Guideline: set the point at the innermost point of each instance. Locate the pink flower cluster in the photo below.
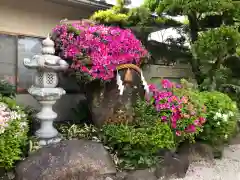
(179, 112)
(106, 48)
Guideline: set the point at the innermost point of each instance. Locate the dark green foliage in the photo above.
(137, 145)
(221, 118)
(7, 89)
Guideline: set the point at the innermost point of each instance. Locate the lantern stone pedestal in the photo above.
(45, 91)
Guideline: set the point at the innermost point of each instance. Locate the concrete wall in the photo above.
(37, 18)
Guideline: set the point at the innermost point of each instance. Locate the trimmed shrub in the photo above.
(221, 122)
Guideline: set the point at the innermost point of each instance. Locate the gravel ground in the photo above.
(227, 168)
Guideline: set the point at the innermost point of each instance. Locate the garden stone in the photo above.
(172, 165)
(146, 174)
(67, 160)
(197, 151)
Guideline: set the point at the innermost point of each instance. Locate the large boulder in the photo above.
(146, 174)
(67, 160)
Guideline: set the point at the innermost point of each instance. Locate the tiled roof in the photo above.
(95, 2)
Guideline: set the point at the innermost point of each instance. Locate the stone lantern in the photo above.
(44, 89)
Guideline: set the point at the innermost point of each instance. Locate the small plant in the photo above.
(13, 132)
(137, 144)
(221, 118)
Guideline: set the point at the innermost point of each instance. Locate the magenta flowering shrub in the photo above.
(181, 112)
(96, 50)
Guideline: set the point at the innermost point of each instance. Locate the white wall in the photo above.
(37, 18)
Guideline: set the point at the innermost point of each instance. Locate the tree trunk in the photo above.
(194, 28)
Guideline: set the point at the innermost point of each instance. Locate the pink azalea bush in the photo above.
(184, 116)
(104, 47)
(13, 132)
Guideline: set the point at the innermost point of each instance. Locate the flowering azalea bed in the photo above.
(185, 117)
(13, 132)
(96, 50)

========================

What is expected: Nothing outside the span should appear: transcribe the lines from the one containing "bush in the photo above." through the last line of the records.

Result of the exercise:
Guideline: set the point at the innermost point of each instance. Locate the pink azalea bush in the photo above.
(184, 116)
(104, 47)
(13, 132)
Guideline: set the point at the innermost point of each instance. Locate the flowering azalea bed in the photo above.
(185, 117)
(13, 132)
(96, 50)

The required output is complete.